[Items from a data source]
%%

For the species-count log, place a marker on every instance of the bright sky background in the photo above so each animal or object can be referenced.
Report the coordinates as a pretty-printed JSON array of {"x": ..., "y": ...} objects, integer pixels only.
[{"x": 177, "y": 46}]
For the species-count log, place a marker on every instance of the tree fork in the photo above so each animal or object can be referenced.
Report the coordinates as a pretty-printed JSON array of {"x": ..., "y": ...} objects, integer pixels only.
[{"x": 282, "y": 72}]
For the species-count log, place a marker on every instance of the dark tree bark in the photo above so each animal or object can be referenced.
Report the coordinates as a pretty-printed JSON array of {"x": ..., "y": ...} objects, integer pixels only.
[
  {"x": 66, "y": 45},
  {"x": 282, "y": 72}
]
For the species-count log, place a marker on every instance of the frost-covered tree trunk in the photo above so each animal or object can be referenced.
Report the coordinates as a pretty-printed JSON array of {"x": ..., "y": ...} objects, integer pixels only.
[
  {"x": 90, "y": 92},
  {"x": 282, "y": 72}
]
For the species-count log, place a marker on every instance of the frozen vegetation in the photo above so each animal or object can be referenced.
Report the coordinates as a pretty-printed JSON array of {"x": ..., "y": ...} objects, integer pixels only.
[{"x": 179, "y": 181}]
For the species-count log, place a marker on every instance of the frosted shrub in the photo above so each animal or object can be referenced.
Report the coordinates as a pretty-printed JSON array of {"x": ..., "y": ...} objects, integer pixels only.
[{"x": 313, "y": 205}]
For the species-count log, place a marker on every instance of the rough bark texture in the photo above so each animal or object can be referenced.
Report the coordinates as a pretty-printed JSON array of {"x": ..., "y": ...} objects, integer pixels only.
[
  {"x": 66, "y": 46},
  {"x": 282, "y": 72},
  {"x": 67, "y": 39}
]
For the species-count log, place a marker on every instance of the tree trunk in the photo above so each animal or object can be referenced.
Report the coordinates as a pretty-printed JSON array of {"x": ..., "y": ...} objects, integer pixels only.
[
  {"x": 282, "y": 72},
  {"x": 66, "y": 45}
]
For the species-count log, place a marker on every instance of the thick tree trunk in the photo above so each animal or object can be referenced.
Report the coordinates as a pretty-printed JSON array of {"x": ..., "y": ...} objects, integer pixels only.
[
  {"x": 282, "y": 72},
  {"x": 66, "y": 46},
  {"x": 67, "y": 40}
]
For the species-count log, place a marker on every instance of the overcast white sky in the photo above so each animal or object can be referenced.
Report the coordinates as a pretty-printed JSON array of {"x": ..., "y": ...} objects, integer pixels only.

%%

TASK INSTRUCTIONS >>
From the records above, retype only the lines starting at the line that contains "of the rough" and ending at the line that contains "of the overcast", both included.

THE ANSWER >>
For the species-count log, place a marker on every instance of the rough bark texture in the photo above so each animal or object can be referenced.
Report the coordinates as a pretty-printed JSON array of {"x": ..., "y": ...} objects, integer pixels only.
[
  {"x": 66, "y": 46},
  {"x": 282, "y": 72},
  {"x": 67, "y": 39}
]
For the species-count log, place a marker on every instance of the tree trunk in the photo above so each animal or object can be referenced.
Report the coordinates as a pretty-printed JSON array of {"x": ..., "y": ...} objects, integer pixels only.
[
  {"x": 282, "y": 72},
  {"x": 66, "y": 45}
]
For the species-count log, place a marker on every instance of the thick tree trunk in the photo above so each animal or object can be referenced.
Report the coordinates as a pretty-printed JSON array of {"x": ..., "y": ...} objects, integer pixels only.
[
  {"x": 282, "y": 72},
  {"x": 66, "y": 46},
  {"x": 67, "y": 40}
]
For the species-count log, place a marker on every instance of the overcast white sky in the photo above so each animal or object can be referenced.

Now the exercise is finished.